● What the exercise asks
Copy out the lines of the following records word for word, without changing anything.

::: Material provided :::

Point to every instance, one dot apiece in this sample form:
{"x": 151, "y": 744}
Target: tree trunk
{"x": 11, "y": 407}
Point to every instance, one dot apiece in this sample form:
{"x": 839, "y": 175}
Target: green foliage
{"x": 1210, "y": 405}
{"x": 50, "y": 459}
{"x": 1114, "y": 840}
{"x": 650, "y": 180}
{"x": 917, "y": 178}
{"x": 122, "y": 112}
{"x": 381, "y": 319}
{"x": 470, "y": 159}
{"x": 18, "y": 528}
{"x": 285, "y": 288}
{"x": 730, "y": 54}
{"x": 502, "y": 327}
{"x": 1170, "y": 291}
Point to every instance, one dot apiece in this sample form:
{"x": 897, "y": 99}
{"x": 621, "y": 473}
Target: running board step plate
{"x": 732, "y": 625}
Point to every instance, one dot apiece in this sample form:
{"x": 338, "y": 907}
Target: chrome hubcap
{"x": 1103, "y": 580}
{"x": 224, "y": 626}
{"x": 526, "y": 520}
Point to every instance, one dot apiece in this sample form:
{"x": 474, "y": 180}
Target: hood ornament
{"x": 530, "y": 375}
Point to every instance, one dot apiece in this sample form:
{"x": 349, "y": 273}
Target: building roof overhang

:::

● The solution
Point to every instance, one dot apiece in this sample form:
{"x": 151, "y": 744}
Target: tree trunk
{"x": 11, "y": 407}
Point to every instance, one dot apiece in this sample form:
{"x": 839, "y": 175}
Target: green foliage
{"x": 1210, "y": 405}
{"x": 50, "y": 459}
{"x": 1114, "y": 840}
{"x": 650, "y": 180}
{"x": 917, "y": 178}
{"x": 122, "y": 112}
{"x": 381, "y": 319}
{"x": 470, "y": 159}
{"x": 18, "y": 528}
{"x": 285, "y": 288}
{"x": 730, "y": 54}
{"x": 502, "y": 327}
{"x": 1170, "y": 291}
Point to every instance, one dot apiece in this sample form:
{"x": 897, "y": 99}
{"x": 621, "y": 473}
Target: running board step plate
{"x": 732, "y": 625}
Point to every instance, one dot apiece in this sample form:
{"x": 338, "y": 907}
Target: chrome hubcap
{"x": 1103, "y": 580}
{"x": 224, "y": 626}
{"x": 526, "y": 520}
Point to every instance, one dot apiece in this sample form:
{"x": 474, "y": 180}
Target: hood ornament
{"x": 530, "y": 375}
Point to every instance, one dot apiece in this sample form:
{"x": 349, "y": 273}
Target: building roof overhang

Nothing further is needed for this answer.